### Text section
▽
Supreme Court of New York, First Department

June 15, 2017

The People of the State of New York, Appellant,
Stephen Lewins, Defendant-Respondent.

          Cyrus R. Vance, Jr., District Attorney, New York (Yan Slavinskiy of counsel), for appellant.

          Law Office of Zachary Margulis-Ohnuma, New York (Zachary Margulis-Ohnuma of counsel), for respondent.

          Tom, J.P., Renwick, Manzanet-Daniels, Kapnick, JJ.

         Order, Supreme Court, New York County (Michael J. Obus, J.), entered on or about March 16, 2016, which granted defendant's CPL 30.30 motion to dismiss the indictment, unanimously reversed, on the law and the facts, the indictment reinstated, and the matter remanded for further proceedings.

         The period between January 24 and March 17, 2015, which is dispositive of defendant's speedy trial motion, should not have been charged to the People. Contrary to the court's conclusion, defense counsel clearly expressed consent to the exclusion of the relevant period in emails to the prosecutor on March 16 and 17, 2015.

         Defendant was charged with one count of second-degree unlawful surveillance by a felony complaint dated January 24, 2015, and was arraigned on the complaint the same day. Soon afterward, one of defendant's attorneys contacted the prosecutor to express defendant's interest in negotiating a plea.

         On March 16, 2015, the prosecutor emailed defendant's principal counsel and associate counsel to let them know that she was "considering making a non-felony offer in [defendant's] case if there are no additional crimes revealed on [defendant's] electronic devices." To facilitate plea negotiations, the prosecutor offered defendant an opportunity to participate in a proffer session and requested that defendant grant the People "permission to search" several electronic devices that had been seized from defendant to verify that he had not committed any additional crimes.

         The prosecutor stated that "consideration of any offer by the People must be accompanied by [defendant's] written waiver of all 30.30 time, " and that, if defendant was "not interested in an offer" or "not willing to waive 30.30 time, " the case would be "presented to the current Grand Jury." That same day, defense counsel responded with an email indicating that he had "spoken to [defendant], " who "consents to a search of his devices that were seized and... waives 30.30 in order to facilitate plea negotiations."

         On the next day, March 17, 2015, the prosecutor sent a second email to defense counsel, in which she explained how a proffer session would work, provided defense counsel with a sample proffer agreement, and offered to draft the consent form for the search of defendant's electronic devices. The prosecutor then asked: "Are you waiving 30.30 from the arraignment date of Jan 24, 2015?" Defense counsel promptly responded, stating, "I'd be inclined to waive from today, but if you insist on 1/24 that's acceptable."
△
### Work instructions
Repeat exactly the part of the appellate ruling starting at "June 15, 2017" and ending at "Manzanet-Daniels, Kapnick, JJ.".

### Dataset content
▽
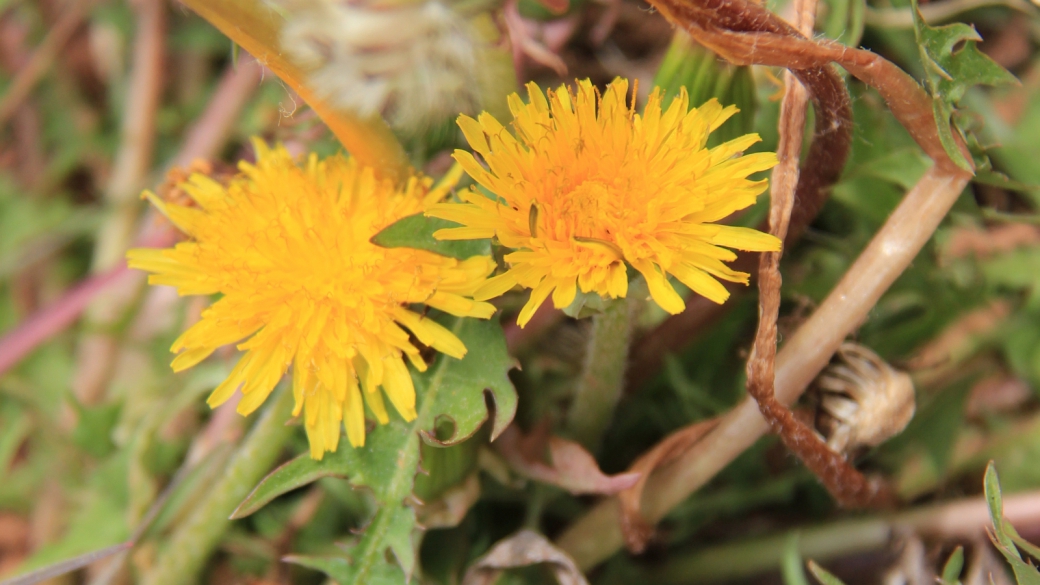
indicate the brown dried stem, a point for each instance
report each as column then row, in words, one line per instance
column 842, row 480
column 747, row 33
column 597, row 535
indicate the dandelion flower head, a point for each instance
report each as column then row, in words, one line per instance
column 287, row 247
column 587, row 186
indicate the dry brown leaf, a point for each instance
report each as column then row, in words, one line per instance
column 523, row 549
column 568, row 465
column 633, row 526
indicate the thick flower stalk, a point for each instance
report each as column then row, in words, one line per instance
column 588, row 186
column 287, row 249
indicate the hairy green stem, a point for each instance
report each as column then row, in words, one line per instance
column 189, row 547
column 602, row 375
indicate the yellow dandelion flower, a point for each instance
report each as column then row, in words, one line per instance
column 287, row 248
column 587, row 185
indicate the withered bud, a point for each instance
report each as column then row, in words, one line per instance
column 416, row 61
column 861, row 400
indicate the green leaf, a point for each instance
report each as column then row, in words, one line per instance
column 94, row 431
column 790, row 566
column 1031, row 549
column 952, row 570
column 450, row 390
column 953, row 64
column 417, row 231
column 1025, row 574
column 823, row 576
column 341, row 569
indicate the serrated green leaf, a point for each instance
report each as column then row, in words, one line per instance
column 417, row 231
column 450, row 389
column 952, row 570
column 991, row 485
column 399, row 538
column 1025, row 574
column 790, row 566
column 824, row 576
column 341, row 569
column 953, row 64
column 1031, row 549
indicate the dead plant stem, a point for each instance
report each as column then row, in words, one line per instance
column 842, row 480
column 597, row 535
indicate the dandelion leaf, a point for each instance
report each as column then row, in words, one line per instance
column 1003, row 533
column 953, row 64
column 449, row 390
column 393, row 530
column 417, row 231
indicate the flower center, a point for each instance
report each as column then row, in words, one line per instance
column 590, row 209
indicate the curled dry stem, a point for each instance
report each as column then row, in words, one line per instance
column 748, row 33
column 849, row 486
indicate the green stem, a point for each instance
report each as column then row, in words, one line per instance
column 602, row 376
column 187, row 550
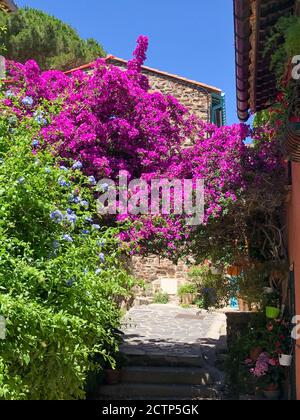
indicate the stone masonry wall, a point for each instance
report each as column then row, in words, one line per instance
column 197, row 99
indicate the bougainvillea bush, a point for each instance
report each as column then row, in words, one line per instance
column 61, row 281
column 110, row 121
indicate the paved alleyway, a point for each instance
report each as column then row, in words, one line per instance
column 170, row 354
column 172, row 330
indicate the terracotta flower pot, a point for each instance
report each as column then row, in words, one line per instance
column 285, row 360
column 234, row 271
column 113, row 376
column 243, row 305
column 272, row 312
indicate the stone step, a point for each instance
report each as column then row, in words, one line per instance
column 141, row 391
column 168, row 375
column 141, row 358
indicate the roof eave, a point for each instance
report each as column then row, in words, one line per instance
column 242, row 11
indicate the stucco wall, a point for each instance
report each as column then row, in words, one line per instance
column 294, row 250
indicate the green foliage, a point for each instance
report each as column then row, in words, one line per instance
column 187, row 289
column 59, row 294
column 283, row 44
column 161, row 298
column 214, row 290
column 33, row 34
column 2, row 34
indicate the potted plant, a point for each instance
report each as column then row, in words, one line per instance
column 285, row 348
column 187, row 293
column 113, row 370
column 272, row 305
column 268, row 375
column 233, row 271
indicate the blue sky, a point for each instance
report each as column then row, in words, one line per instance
column 191, row 38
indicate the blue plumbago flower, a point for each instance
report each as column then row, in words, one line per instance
column 70, row 283
column 35, row 143
column 57, row 216
column 92, row 180
column 55, row 245
column 27, row 101
column 72, row 218
column 77, row 165
column 63, row 183
column 68, row 238
column 39, row 117
column 85, row 204
column 104, row 187
column 39, row 113
column 101, row 243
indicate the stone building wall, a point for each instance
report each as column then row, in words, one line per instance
column 163, row 274
column 191, row 96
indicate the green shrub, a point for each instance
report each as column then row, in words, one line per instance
column 161, row 298
column 61, row 280
column 214, row 290
column 33, row 34
column 187, row 289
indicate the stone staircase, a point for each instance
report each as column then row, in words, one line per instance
column 170, row 354
column 159, row 377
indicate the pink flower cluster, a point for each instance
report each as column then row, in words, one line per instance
column 110, row 121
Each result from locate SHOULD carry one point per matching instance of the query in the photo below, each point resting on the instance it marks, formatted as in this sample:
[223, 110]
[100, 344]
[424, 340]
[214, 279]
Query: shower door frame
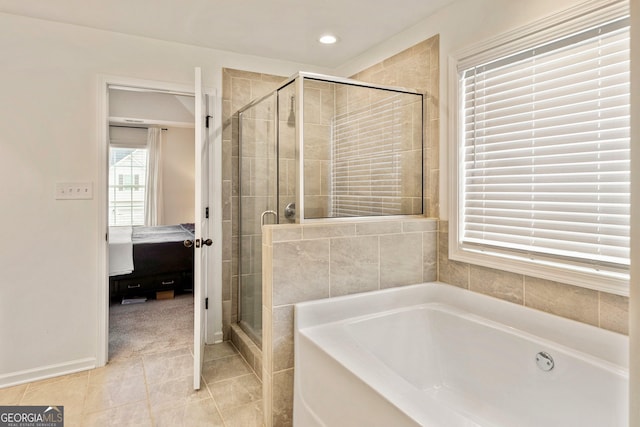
[298, 80]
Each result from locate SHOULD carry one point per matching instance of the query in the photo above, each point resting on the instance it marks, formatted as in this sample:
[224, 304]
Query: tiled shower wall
[596, 308]
[311, 261]
[417, 68]
[238, 89]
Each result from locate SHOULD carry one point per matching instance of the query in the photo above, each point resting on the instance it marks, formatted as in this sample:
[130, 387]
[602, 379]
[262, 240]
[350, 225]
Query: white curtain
[153, 205]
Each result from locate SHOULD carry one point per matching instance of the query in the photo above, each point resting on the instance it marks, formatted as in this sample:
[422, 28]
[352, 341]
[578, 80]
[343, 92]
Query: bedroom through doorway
[151, 193]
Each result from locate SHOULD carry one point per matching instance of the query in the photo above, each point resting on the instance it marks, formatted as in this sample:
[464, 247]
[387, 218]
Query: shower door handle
[265, 213]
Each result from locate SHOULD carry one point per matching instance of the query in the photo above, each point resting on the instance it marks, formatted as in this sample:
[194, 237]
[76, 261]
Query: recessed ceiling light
[328, 39]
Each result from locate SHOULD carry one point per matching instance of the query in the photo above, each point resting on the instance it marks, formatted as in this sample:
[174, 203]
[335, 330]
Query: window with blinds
[544, 152]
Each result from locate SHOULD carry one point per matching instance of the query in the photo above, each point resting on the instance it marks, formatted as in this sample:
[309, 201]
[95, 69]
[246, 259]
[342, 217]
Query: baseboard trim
[44, 372]
[218, 337]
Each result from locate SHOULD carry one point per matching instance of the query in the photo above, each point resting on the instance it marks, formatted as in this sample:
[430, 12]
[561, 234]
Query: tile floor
[153, 386]
[153, 390]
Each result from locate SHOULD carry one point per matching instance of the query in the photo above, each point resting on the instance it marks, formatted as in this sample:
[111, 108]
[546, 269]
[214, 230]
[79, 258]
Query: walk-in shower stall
[322, 147]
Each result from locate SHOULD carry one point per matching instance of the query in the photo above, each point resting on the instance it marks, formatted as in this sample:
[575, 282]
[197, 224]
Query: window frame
[556, 26]
[120, 185]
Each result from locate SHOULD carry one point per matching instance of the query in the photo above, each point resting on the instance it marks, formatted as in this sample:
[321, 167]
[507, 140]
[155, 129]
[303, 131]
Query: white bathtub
[435, 355]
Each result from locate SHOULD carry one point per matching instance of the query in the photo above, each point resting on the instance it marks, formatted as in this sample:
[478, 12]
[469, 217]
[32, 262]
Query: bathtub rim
[582, 337]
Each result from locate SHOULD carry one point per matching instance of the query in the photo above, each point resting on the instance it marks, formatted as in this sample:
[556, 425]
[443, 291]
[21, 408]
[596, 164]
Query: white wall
[48, 82]
[48, 133]
[178, 175]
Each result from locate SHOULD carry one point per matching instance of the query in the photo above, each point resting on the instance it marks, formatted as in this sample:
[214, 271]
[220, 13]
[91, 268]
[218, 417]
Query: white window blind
[545, 151]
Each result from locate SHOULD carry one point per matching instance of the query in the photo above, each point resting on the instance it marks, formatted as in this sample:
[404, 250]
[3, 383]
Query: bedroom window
[543, 152]
[127, 169]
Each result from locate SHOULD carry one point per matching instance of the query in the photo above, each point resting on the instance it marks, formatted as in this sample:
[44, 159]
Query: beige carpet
[150, 327]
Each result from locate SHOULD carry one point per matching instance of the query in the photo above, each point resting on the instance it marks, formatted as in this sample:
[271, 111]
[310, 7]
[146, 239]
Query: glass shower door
[258, 192]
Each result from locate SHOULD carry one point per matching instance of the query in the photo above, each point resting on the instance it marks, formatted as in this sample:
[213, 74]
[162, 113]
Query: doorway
[151, 202]
[212, 324]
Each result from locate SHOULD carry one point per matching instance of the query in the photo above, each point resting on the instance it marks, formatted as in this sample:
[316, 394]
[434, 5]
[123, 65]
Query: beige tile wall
[238, 89]
[303, 262]
[584, 305]
[418, 68]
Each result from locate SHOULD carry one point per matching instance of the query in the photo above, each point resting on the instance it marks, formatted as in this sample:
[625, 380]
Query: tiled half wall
[321, 260]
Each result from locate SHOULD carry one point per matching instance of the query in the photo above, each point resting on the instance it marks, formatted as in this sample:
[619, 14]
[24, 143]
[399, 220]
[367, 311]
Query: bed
[144, 260]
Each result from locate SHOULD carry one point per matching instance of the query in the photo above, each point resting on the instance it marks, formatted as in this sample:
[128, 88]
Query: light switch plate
[74, 190]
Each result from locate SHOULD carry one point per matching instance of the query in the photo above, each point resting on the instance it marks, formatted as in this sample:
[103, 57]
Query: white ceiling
[280, 29]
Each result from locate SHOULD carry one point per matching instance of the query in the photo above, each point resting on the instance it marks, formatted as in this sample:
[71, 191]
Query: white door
[202, 240]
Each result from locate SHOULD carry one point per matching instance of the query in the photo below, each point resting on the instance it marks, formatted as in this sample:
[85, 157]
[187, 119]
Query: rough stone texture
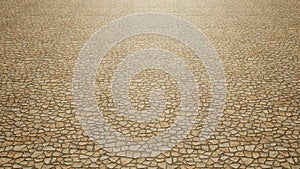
△
### Problem solution
June 15, 2017

The People of the State of New York, Appellant,
Stephen Lewins, Defendant-Respondent.

          Cyrus R. Vance, Jr., District Attorney, New York (Yan Slavinskiy of counsel), for appellant.

          Law Office of Zachary Margulis-Ohnuma, New York (Zachary Margulis-Ohnuma of counsel), for respondent.

          Tom, J.P., Renwick, Manzanet-Daniels, Kapnick, JJ.